All that is needed is every record, duplicated exactly.

*SUPPLIED RECORDS*.
§
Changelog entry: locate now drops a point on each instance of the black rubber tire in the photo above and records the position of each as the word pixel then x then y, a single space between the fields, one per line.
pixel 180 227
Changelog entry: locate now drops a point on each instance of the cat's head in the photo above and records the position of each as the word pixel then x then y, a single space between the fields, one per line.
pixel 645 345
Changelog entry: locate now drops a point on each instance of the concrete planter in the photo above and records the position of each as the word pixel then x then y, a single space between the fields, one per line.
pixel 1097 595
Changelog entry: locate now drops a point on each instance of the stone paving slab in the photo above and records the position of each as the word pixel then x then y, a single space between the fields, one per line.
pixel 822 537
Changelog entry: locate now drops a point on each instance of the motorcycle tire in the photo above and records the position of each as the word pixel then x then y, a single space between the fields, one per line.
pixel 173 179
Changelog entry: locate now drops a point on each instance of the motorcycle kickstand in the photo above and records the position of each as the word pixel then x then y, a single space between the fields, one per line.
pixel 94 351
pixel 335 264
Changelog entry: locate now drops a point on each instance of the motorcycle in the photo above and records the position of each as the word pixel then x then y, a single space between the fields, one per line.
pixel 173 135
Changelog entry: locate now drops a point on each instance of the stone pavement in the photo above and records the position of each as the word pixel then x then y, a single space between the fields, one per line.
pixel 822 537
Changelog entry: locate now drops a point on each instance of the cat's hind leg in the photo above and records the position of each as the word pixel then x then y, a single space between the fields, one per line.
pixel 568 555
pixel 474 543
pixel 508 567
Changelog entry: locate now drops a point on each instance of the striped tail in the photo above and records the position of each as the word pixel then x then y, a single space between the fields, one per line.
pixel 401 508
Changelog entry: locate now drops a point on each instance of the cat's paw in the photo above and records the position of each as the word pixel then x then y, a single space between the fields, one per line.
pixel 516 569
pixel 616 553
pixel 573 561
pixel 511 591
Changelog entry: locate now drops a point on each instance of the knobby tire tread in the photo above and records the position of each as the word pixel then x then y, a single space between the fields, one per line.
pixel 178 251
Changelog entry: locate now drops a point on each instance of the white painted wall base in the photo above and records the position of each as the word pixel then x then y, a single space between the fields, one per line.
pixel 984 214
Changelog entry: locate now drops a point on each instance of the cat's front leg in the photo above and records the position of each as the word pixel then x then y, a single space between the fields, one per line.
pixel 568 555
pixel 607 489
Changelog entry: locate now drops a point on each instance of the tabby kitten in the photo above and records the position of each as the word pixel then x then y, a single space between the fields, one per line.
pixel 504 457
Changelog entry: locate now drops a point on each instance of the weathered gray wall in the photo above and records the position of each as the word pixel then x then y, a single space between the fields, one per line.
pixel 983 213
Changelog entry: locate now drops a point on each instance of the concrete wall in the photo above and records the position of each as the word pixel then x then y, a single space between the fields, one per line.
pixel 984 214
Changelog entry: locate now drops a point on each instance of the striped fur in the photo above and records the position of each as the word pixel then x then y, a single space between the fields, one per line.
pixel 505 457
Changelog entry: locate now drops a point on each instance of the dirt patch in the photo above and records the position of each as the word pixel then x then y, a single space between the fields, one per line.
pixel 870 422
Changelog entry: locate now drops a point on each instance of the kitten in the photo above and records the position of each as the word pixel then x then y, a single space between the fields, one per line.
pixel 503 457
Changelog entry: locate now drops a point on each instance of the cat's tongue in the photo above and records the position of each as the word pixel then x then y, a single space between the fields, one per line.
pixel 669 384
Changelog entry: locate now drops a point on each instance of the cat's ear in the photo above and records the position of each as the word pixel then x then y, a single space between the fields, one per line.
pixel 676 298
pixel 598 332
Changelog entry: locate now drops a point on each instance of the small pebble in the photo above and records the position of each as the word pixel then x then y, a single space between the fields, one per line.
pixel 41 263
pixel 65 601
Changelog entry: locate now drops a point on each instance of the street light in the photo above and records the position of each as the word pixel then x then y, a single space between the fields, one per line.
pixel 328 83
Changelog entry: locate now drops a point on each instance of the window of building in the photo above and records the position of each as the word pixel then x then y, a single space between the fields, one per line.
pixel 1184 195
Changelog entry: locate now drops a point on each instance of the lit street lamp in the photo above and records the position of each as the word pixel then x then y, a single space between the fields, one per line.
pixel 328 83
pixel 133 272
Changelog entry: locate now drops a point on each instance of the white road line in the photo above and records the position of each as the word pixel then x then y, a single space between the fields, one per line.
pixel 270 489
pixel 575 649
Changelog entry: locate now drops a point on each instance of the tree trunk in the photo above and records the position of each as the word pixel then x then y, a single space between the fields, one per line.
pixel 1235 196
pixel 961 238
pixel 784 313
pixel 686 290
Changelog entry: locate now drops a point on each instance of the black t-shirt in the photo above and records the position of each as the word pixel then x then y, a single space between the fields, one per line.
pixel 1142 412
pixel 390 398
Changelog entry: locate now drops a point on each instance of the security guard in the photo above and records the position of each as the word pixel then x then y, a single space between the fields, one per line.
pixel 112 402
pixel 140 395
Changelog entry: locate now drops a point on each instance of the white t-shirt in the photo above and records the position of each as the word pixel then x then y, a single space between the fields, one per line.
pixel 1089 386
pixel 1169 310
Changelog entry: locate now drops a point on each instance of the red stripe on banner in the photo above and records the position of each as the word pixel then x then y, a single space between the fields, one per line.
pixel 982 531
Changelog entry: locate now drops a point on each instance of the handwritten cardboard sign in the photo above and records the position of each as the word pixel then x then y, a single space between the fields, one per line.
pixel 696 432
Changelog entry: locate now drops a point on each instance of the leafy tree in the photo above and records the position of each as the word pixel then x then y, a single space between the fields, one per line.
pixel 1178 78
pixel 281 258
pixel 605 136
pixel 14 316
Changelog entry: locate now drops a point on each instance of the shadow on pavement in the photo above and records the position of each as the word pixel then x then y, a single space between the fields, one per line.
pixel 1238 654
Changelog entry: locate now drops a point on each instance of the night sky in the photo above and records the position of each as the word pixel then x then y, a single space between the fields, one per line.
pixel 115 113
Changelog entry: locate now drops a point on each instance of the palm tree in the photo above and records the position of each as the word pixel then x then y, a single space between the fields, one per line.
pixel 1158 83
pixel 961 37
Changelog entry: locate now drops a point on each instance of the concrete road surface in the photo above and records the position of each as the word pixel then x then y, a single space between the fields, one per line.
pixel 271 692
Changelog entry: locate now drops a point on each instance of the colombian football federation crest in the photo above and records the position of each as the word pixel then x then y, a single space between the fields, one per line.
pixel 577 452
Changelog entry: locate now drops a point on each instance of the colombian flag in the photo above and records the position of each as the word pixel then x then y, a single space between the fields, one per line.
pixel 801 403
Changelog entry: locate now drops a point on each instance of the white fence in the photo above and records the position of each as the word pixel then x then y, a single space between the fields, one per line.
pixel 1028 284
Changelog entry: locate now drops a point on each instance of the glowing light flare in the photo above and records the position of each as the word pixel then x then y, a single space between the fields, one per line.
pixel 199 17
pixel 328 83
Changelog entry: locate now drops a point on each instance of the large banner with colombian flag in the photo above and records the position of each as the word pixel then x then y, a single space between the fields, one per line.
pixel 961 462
§
*THE COMPLETED TASK*.
Changelog entry: locate now drops a point on each instance of the black rubber tire in the photo above and records the position of each as the word pixel then x then y, a single space between the fields, one per line.
pixel 180 227
Changelog entry: locate now drops a point on each instance of the cat's head in the photo above and records the position of each as the word pixel then x then y, a single space between the fields, one per line.
pixel 645 345
Changelog entry: locate now drops a point on each instance of the concrete planter in the photo above and records the position of each as the word pixel then x then y, a single space between the fields, one per line.
pixel 1097 595
Changelog entry: locate now drops a point on each instance of the stone paving slab in the photo above and records the position of each as the word pixel then x then y, a single space between the fields, one per line.
pixel 822 537
Changelog entry: locate now drops a point on each instance of the motorcycle tire in the photo above and records the position of each as the word pixel then x then y, a single space between the fields, one per line.
pixel 173 179
Changelog entry: locate now drops a point on each instance of the motorcycle kickstand in the photo above and records the position of each as the word pixel then x then y, a single space between the fields, one per line.
pixel 94 351
pixel 335 264
Changelog entry: locate now drops a point on each instance of the motorcycle in the photo above and records the position of each as the word pixel then x then y, a single space between the fields, one per line.
pixel 173 135
Changelog entry: locate now drops a point on each instance of the stone pavement in the photo above and records the position of each as the word pixel then x then y, a single space between the fields, one per line.
pixel 822 537
Changelog entry: locate now drops a point on each instance of the cat's hind leg in the photo above and records the position of each as the word pixel then x then y, a single space between the fields, one per line.
pixel 568 555
pixel 474 543
pixel 508 567
Changelog entry: locate now drops a point on each instance of the striped tail in the photo above and records the position of each as the word pixel then x then y, a single space between the fields, one per line.
pixel 401 508
Changelog entry: locate now drops a point on each instance of the cat's paw in the photo above and records the position of each as the word pixel then x then y, a single space between the fields, one per line.
pixel 516 569
pixel 616 553
pixel 573 561
pixel 511 591
Changelog entry: locate now drops a point on each instance of the knobby tire tread in the photo above and records the position of each as the word pixel then x then y, a single space between the fields, one per line.
pixel 178 251
Changelog entry: locate now drops a point on each instance of the white painted wall base in the photo above and records the position of each as the word pixel then x then y, a single space between the fields, one per line.
pixel 984 214
Changelog entry: locate now drops a point on each instance of the cat's front leg in the photo above and records the position of each as the word pixel then x then y, a single space between the fields, one per line.
pixel 568 555
pixel 607 489
Changelog entry: locate now drops a point on each instance of the tabby kitten in the photo above and records the position of each as the word pixel then x then y, a single space between the fields, one per line.
pixel 504 457
Changelog entry: locate now drops a point on each instance of the weathered gray wall in the photo above and records the position of each as the word pixel then x then y, a single space between the fields, one per line.
pixel 983 213
Changelog entry: locate now drops a point on each instance of the concrete wall in the photo above and records the position of each as the word pixel then x then y, a single space between the fields, one per line.
pixel 984 214
Changelog entry: locate now drops a point on each instance of the striped fur in the photo above and records the position of each as the word pixel then x then y, a single space between the fields, one per line.
pixel 505 457
Changelog entry: locate now drops a point on each instance of the dirt patch in the photo above and records the position of each as the word pixel then x then y, a single space between the fields, one per line.
pixel 870 422
Changelog entry: locate now drops a point on each instance of the kitten in the photo above and records the position of each as the word pixel then x then y, a single space between the fields, one per line.
pixel 503 457
Changelog entry: locate now drops a point on each instance of the cat's tongue in the photo above and records the position of each as the word pixel then x then y, a single space between the fields, one per line.
pixel 669 384
Changelog entry: locate now drops a point on each instance of the cat's ear in the photo above and records the position of each as the word pixel then x then y, a single space between the fields, one per line.
pixel 676 298
pixel 598 332
Changelog entry: locate now drops a point on each instance of the small pebble in the photo above and records the position of each as the word pixel then x then y, a single space between the fields, one per line.
pixel 41 263
pixel 65 601
Changelog entry: locate now drops a point on each instance of the street light in the photo above and records the position of each as the word pixel then x then y, a single space between the fields, one per line.
pixel 328 83
Changelog entry: locate now drops a point on each instance of the window of building in the photo above and records the position of each as the word pixel then x then y, a single space between the fields, one per line.
pixel 1184 195
Changelog entry: locate now drops a point on each instance of the lit street lamp in the photo above and records the position of each as the word pixel then x then y, a single space between the fields, one per line.
pixel 328 83
pixel 133 272
Changelog entry: locate now drops a point on each instance of the white road line in the photo above and records the position of each as the word pixel then x then y, a single space between the fields, one per line.
pixel 270 489
pixel 575 649
Changelog entry: locate now drops a point on each instance of the tree trunk in the photo above and records the position of each as the word pixel then x then y, a single space between the fields, one per line.
pixel 1235 196
pixel 961 238
pixel 784 313
pixel 686 290
Changelog entry: locate now drops a point on each instance of the black t-shirt in the photo above and records the position of each as the word pixel then x then y, a single space between the fields, one per line.
pixel 1142 412
pixel 390 398
Changelog entry: locate now drops a point on each instance of the security guard in the photo above and records the position of each as the word pixel then x then y, a single space between the fields, one per line.
pixel 112 402
pixel 140 395
Changelog entry: locate now drops a point on each instance of the white t-shirt in the photo above and records the position of each as the word pixel then x then y, a single space between the fields, one per line.
pixel 1089 386
pixel 1169 310
Changelog entry: locate now drops a point on each instance of the red stripe on banner in the photo above and records the position of each as the word pixel then x then y, a single space between the fields, one per line.
pixel 982 531
Changelog entry: locate now drops a point on each instance of the handwritten cardboard sign in the photo above and records the position of each as the word pixel then x then y, a single space between the fields, one per line.
pixel 696 432
Changelog entry: locate now drops a point on each instance of the leafy tree in the photo above and records the position of each as the word pixel then x then y, a single space between the fields, one per line.
pixel 1178 78
pixel 281 258
pixel 605 136
pixel 14 316
Changelog entry: locate now drops a point on each instance of the shadow on pavement in the photo above and records the position of each as the word pixel then x then y, a single space between the fields, one per line.
pixel 1238 654
Changelog entry: locate now drops a point on each instance of the night sky in the photo above and records the position of each as the word pixel then x then y, a single space between the fields, one per line.
pixel 115 113
Changelog entry: locate now drops a point on each instance of the palm tree in the photo above and records the position of each as the word pixel then x then y, a single space between the fields, one per line.
pixel 1158 83
pixel 961 37
Changelog entry: locate now drops a point on each instance of the concrete road surface in the photo above and records the position of each as the word pixel then x then y, a single space between the fields, one per line.
pixel 271 692
Changelog entry: locate now drops a point on each instance of the colombian football federation crest in the photo above and records the position of each as the word pixel then x then y, a single space between the fields, one per line.
pixel 577 452
Changelog entry: locate now drops a point on each instance of the colombian flag in the photo above and records the position of each as the word pixel then x then y, a single space between the fields, one per line.
pixel 801 403
Changelog entry: locate now drops a point on each instance of the white fence in the photo above and records the position of each as the word pixel then x then y, a single space between the fields, one per line.
pixel 1028 284
Changelog entry: locate now drops a point on each instance of the glowing light flare in the photo above and records the position of each as the word pixel then x then y, a single space between the fields, one per line.
pixel 199 17
pixel 328 83
Changelog entry: locate now drops a point on each instance of the large banner with colombian flag in the photo above and records the position of each as the word pixel then x then y, a single space between the fields, one per line.
pixel 961 462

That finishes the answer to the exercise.